-- Goal --
Write out, exactly as they appear, only the lines running from the line with "of the waterfront" to the final line of the listing; include both.

-- The data --
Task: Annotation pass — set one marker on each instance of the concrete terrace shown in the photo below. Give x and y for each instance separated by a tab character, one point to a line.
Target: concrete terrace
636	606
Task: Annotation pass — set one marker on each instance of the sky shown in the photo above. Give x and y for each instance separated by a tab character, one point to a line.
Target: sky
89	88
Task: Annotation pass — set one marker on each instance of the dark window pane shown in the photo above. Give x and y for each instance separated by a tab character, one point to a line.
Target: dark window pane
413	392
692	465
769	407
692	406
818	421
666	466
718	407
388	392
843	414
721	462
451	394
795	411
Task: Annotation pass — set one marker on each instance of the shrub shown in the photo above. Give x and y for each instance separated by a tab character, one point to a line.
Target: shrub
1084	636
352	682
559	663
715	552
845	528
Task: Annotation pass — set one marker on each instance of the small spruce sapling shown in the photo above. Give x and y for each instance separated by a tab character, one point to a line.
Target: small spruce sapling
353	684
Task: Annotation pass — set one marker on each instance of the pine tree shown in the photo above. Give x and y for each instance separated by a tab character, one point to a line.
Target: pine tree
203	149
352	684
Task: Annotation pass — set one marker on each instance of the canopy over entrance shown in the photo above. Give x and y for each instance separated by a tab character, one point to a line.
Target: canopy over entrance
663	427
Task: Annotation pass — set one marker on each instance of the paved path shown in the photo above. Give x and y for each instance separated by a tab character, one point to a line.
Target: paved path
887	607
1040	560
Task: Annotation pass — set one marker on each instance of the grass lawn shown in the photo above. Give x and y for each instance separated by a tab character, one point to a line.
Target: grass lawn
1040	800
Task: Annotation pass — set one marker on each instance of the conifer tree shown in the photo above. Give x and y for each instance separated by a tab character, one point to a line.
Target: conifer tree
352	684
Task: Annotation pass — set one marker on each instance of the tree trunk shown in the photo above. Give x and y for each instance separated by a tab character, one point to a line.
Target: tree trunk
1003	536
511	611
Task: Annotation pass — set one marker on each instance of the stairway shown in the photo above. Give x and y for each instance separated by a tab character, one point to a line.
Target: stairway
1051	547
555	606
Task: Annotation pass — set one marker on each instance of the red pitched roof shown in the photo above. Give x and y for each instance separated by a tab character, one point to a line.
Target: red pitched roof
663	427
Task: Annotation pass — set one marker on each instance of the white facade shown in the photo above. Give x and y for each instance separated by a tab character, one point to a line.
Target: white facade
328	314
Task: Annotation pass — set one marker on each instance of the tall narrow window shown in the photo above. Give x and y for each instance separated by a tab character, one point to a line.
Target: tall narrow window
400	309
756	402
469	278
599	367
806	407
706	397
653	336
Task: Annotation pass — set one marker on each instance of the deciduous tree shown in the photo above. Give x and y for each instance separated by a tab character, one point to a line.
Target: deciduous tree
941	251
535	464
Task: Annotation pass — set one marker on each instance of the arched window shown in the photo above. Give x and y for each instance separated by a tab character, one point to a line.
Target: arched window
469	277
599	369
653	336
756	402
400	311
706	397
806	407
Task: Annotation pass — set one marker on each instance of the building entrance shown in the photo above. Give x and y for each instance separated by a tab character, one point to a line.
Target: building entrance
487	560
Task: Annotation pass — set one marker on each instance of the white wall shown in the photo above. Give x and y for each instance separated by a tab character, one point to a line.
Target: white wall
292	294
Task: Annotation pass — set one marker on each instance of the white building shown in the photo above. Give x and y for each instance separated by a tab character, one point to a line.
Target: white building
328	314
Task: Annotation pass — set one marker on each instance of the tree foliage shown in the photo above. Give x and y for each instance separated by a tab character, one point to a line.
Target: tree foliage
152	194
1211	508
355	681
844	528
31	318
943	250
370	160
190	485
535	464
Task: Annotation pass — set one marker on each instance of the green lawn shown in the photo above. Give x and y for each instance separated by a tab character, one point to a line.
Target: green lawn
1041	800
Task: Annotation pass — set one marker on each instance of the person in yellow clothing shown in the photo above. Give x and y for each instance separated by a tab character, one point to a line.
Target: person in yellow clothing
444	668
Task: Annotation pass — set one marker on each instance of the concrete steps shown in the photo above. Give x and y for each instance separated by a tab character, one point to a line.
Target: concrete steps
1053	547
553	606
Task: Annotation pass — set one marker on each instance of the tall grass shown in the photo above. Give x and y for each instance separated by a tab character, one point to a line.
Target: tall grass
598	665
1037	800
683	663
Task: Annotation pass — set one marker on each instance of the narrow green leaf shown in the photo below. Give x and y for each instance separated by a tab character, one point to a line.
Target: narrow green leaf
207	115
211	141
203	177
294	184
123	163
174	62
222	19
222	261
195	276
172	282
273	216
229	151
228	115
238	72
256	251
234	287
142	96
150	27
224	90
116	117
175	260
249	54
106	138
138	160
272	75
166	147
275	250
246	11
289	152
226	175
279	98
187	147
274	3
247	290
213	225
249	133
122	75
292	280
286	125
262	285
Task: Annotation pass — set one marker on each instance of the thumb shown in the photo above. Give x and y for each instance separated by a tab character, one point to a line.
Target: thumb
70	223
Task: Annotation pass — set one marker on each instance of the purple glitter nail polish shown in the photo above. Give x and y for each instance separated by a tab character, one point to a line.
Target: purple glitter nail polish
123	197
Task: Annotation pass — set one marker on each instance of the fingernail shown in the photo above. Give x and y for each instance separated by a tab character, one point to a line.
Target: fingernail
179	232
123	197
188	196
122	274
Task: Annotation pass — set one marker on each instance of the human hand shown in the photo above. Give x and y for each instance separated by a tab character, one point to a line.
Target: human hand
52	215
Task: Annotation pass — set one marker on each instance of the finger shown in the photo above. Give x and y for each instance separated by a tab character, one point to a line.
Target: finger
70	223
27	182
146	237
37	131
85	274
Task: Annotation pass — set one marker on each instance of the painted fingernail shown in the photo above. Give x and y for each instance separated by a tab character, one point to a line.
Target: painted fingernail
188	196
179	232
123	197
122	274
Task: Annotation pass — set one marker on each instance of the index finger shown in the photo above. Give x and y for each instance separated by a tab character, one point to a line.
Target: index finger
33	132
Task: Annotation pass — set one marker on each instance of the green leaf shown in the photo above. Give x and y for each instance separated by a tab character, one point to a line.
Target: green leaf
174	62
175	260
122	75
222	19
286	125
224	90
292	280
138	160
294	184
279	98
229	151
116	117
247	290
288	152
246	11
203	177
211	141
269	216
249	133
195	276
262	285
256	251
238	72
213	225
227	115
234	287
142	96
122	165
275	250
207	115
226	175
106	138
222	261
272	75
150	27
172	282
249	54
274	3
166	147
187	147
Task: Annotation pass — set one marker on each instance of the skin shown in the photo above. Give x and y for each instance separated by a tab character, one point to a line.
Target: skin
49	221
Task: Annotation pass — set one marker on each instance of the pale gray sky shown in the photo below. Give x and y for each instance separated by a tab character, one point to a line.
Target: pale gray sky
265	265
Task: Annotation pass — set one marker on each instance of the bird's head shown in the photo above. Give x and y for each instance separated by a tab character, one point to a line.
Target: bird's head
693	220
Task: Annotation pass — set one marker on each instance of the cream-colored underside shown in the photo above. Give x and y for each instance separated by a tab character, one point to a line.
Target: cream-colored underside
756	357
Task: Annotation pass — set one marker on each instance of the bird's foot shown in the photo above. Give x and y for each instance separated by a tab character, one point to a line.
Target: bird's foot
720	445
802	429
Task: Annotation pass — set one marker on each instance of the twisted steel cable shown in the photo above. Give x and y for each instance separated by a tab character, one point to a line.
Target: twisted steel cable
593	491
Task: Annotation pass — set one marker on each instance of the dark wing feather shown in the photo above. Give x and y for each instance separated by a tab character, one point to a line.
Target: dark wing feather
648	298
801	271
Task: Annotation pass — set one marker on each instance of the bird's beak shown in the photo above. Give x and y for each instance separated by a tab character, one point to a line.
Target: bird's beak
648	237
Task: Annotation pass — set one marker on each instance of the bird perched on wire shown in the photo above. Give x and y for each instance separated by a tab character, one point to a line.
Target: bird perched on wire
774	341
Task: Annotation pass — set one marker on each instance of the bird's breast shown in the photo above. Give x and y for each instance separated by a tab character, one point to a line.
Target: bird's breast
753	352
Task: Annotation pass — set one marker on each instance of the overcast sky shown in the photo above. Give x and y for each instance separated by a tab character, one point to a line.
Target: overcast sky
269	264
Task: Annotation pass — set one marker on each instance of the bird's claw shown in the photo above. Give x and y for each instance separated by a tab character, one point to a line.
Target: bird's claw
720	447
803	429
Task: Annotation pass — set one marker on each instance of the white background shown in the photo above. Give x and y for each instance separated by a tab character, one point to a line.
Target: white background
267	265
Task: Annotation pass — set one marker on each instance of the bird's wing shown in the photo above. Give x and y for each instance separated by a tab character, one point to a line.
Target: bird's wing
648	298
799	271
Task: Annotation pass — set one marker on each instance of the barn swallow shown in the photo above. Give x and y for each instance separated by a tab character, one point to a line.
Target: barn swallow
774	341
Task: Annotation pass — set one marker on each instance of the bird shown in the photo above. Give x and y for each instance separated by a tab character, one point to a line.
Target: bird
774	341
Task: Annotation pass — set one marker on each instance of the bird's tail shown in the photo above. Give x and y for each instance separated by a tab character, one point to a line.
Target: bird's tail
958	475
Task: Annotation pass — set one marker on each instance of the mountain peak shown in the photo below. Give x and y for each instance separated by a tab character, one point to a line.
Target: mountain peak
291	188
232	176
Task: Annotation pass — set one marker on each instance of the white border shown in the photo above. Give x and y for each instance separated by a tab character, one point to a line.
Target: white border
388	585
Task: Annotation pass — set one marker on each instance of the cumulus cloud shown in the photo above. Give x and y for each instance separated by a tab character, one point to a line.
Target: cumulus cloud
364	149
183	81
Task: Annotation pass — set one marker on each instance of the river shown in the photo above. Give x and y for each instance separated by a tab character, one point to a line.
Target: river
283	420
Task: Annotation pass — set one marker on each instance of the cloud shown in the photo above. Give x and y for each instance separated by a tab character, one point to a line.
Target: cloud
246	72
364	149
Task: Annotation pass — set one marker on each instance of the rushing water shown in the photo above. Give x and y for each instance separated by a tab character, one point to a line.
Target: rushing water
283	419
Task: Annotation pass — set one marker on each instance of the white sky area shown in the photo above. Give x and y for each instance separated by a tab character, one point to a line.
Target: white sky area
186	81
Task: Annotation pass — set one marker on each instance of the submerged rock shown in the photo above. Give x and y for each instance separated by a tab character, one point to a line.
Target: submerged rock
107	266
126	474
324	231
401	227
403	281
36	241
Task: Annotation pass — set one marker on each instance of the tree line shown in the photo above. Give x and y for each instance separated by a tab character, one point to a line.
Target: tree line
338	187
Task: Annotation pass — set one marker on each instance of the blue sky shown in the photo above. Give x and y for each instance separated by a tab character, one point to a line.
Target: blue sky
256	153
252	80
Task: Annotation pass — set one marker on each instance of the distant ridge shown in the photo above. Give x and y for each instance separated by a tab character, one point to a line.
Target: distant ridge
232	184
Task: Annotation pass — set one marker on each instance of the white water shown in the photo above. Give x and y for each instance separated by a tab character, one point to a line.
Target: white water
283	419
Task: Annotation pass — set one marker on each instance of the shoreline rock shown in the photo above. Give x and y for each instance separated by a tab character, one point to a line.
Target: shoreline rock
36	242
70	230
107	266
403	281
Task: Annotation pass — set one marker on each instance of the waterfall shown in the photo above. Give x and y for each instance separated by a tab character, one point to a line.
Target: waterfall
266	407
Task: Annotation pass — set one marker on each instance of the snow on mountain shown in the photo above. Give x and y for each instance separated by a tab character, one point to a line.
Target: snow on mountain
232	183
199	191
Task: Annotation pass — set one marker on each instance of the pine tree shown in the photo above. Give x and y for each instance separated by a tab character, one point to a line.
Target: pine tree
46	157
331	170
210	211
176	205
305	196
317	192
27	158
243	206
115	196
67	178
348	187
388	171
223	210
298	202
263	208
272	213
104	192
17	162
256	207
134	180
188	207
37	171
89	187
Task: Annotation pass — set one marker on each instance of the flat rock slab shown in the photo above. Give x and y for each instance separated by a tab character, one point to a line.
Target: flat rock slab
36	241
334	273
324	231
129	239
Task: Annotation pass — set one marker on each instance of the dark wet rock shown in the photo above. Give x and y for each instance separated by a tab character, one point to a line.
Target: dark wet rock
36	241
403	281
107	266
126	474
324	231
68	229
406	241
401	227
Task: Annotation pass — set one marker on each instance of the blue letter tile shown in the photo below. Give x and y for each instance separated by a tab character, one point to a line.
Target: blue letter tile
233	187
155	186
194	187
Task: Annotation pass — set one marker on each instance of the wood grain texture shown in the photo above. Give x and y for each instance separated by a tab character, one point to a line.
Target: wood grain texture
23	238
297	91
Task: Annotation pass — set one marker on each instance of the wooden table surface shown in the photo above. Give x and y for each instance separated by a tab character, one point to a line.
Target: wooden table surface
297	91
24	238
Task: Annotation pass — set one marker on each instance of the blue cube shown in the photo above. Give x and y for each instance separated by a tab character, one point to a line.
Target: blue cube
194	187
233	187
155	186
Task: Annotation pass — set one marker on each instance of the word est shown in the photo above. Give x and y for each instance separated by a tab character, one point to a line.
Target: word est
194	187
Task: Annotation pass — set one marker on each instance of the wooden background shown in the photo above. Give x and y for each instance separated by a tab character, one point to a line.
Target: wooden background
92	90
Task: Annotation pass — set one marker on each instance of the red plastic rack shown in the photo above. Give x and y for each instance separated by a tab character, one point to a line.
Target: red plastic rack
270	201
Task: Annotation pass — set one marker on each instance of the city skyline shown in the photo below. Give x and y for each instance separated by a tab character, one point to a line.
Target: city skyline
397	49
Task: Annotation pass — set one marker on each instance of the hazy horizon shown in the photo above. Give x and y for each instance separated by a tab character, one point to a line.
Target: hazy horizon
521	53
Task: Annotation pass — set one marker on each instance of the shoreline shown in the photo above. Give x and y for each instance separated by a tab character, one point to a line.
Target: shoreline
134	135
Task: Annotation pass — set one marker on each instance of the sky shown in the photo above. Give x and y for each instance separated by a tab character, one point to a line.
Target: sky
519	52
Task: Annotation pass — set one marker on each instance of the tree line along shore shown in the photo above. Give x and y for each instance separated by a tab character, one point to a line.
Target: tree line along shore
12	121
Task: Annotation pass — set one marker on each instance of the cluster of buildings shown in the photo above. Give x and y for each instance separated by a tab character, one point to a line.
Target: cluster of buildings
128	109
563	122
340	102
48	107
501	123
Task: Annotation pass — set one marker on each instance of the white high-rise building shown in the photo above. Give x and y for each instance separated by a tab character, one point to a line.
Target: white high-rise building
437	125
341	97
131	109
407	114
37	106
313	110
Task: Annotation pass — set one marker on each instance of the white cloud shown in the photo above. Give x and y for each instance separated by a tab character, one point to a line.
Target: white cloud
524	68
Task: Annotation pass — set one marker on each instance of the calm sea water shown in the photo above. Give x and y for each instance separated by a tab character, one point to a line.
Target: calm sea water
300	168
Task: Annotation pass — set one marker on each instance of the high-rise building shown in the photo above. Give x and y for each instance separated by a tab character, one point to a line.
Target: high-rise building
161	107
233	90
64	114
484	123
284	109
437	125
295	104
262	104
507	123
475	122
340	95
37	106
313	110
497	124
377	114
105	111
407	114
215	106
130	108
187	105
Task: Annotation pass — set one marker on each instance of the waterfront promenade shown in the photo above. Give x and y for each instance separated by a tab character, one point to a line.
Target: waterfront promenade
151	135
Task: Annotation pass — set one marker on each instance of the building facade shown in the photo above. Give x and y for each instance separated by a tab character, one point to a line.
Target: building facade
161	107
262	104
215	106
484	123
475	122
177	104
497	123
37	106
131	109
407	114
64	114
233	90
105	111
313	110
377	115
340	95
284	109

-- Complete response --
Task: Annotation pass — set one marker on each instance of the waterfront promenade shown in the photo above. Give x and y for each instance separated by a tab character, one point to a line.
Target: waterfront promenade
151	135
Task: Annotation pass — set one marker on each instance of the building facade shown in the photo above. Give x and y for each instance separated by a tab character, one point to a line.
Target: building facade
161	107
262	104
215	106
484	123
475	122
177	104
497	123
37	106
131	109
407	114
64	114
233	90
105	111
313	110
377	115
340	95
284	109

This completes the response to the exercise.